ABOUT THIS EXERCISE: In the benchmarks passage, by how much does the Vulkan path beat BinaryBackend at 256×256?

The two coexist while we backfill the long tail of ops. Long-term, the spirit path retires.
See [`docs/VULKANO_BACKEND_ROADMAP.md`](docs/VULKANO_BACKEND_ROADMAP.md) for the full stage breakdown. The full story is in [*The Backend That Didn't Need to Know*](http://www.dataalienist.com/blog-backend-didnt-need-to-know.html).
## Benchmarks (May 2026)
Square matmul, milliseconds per dispatch, median of 50–200 iterations:
| size | bin (super-io) | bin (mac-247) | vulkano (super-io) | vulkano (mac-247) | spirit (mac-247) |
|---|---|---|---|---|---|
| 16×16 | 2.76 | 2.51 | 1.18 | **1.06** | 1.16 |
| 64×64 | 130.76 | 158.45 | 7.07 | 7.92 | **7.56** |
| 256×256 | 20,097 | 13,891 | 149.19 | **136.10** | 141.73 |
| 1024×1024 | n/a (hours) | n/a (hours) | 2,323 | 2,843 | 2,845 |
Two observations:
1. **vulkano and spirit agree within 5% on every matmul size where both run** on the same hardware. The C++ path doesn't buy back its maintenance cost.
2. **The Vulkan path beats BinaryBackend by 92–135× at 256×256** on the GT 650M. The GPU is from 2013; what changes is moving the loop off the BEAM scheduler.
The C++ spirit path crashed on Linux super-io mid-bench with a memory-supervisor high-watermark warning — same fragility class that motivated the migration in the first place. The vulkano path completed cleanly on both hosts. Full bench script: [`examples/full_bench.exs`](examples/full_bench.exs).
## Position vs EXLA and EMLX
Three GPU backends exist for Nx today. Each won a different platform first.

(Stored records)
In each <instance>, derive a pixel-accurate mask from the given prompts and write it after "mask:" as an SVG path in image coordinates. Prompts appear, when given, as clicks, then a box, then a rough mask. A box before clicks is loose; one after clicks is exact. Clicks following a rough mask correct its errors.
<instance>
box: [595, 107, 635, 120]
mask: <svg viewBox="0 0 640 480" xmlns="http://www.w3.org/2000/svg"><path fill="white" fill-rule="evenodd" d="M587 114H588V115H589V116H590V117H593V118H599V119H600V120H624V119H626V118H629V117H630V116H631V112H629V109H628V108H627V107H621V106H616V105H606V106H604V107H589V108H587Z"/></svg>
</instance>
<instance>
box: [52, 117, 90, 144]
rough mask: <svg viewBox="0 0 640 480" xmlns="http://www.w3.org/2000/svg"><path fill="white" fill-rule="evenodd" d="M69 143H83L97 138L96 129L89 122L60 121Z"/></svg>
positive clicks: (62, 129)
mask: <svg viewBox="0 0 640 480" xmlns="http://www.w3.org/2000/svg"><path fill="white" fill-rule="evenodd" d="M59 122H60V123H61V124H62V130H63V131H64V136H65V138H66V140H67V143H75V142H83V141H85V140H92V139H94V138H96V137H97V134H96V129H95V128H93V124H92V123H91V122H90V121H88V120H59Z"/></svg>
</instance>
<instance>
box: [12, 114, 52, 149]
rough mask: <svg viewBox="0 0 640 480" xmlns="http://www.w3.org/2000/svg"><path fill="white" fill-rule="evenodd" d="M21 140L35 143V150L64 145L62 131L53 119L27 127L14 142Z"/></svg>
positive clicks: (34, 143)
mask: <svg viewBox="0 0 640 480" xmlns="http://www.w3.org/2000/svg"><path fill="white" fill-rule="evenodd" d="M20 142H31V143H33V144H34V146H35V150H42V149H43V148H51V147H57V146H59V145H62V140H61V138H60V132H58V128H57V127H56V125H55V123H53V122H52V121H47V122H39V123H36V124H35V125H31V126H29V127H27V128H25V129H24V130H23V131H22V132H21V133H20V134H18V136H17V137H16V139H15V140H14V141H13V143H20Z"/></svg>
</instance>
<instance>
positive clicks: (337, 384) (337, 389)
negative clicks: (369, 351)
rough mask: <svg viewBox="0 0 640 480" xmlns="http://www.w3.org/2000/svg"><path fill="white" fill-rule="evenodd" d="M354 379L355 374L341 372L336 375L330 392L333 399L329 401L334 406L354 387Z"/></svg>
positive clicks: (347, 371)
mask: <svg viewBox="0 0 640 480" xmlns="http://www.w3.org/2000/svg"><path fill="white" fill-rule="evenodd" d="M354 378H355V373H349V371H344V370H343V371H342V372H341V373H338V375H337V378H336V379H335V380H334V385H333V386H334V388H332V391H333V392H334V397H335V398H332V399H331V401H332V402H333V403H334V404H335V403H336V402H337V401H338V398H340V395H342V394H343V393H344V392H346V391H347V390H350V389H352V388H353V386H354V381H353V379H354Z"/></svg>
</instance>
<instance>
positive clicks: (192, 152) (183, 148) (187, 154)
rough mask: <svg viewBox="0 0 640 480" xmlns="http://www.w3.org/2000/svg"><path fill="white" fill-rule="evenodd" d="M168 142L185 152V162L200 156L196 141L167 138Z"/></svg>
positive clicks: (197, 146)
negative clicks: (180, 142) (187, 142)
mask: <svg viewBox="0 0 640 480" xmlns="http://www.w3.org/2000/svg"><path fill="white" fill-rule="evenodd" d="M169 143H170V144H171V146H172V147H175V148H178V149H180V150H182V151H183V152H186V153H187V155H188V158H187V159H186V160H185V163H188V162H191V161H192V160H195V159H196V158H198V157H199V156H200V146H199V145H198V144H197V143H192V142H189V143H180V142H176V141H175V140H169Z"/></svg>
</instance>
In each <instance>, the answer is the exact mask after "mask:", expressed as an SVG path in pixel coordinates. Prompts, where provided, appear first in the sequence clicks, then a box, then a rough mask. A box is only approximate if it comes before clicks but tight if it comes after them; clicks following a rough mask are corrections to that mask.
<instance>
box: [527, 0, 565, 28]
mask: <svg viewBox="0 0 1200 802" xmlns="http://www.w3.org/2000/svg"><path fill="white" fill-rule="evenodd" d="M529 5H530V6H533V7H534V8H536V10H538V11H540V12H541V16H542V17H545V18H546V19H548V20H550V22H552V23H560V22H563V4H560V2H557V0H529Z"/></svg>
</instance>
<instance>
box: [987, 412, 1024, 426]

ANSWER SECTION: By 92–135× on the GT 650M.